[ASSIGNED TASK] Where a line of the records holds the string "window", copy that line.

_ _ _

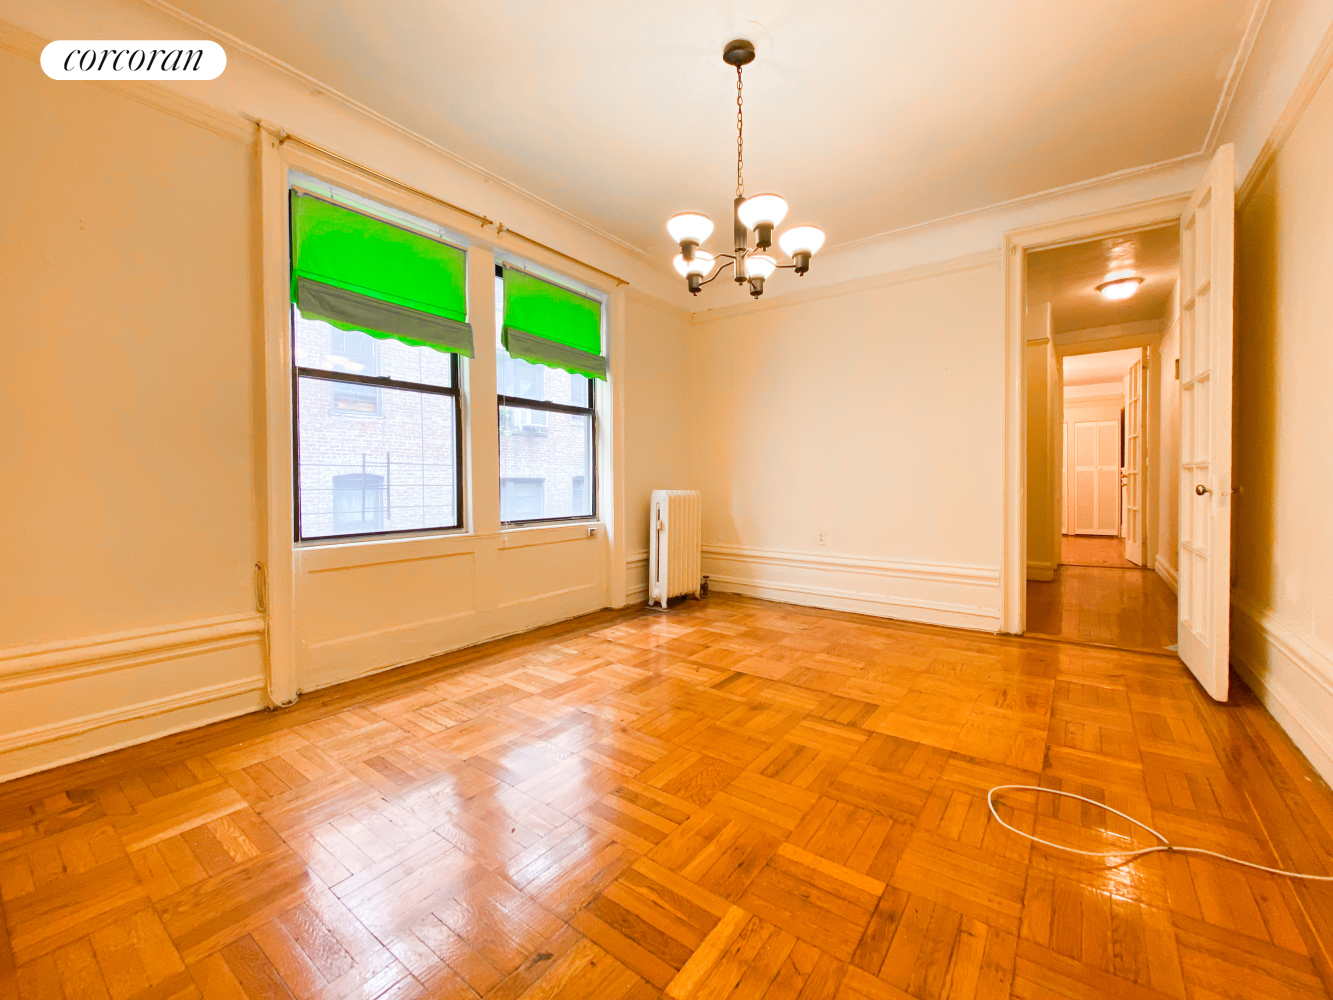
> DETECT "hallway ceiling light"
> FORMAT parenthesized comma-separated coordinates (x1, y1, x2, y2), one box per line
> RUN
(665, 39, 824, 299)
(1097, 275, 1144, 300)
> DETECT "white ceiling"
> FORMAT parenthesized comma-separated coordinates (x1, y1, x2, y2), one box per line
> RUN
(174, 0, 1257, 262)
(1028, 225, 1180, 333)
(1064, 348, 1142, 386)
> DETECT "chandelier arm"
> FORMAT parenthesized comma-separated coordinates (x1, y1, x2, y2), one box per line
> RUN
(699, 259, 736, 286)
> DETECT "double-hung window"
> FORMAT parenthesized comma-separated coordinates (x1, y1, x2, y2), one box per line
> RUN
(495, 264, 605, 524)
(289, 181, 472, 541)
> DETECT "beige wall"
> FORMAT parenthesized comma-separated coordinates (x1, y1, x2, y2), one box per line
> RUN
(0, 41, 693, 780)
(1231, 57, 1333, 782)
(622, 291, 695, 602)
(0, 46, 270, 779)
(691, 256, 1005, 630)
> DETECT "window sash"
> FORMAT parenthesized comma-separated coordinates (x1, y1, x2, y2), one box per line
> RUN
(293, 356, 464, 542)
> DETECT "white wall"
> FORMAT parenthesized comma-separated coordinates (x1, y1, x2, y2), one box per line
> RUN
(692, 255, 1005, 631)
(1230, 50, 1333, 785)
(0, 20, 693, 781)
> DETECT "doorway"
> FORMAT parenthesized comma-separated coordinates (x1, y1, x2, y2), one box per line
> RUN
(1022, 227, 1181, 653)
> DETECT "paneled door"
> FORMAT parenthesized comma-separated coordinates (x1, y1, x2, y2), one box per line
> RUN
(1178, 144, 1235, 701)
(1122, 352, 1145, 565)
(1072, 419, 1119, 536)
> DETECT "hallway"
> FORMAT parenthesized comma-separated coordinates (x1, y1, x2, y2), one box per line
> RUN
(1027, 537, 1178, 651)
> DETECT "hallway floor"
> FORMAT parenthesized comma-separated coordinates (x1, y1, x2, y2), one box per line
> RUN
(1061, 534, 1136, 568)
(1028, 539, 1178, 652)
(1, 595, 1329, 1000)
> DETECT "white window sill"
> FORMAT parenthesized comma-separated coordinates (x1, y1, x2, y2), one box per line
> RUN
(300, 521, 605, 573)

_ _ _

[WRITTEN SOLUTION]
> DETECT "double-hung window"
> DETECT "window sash"
> DETECT "white window sill"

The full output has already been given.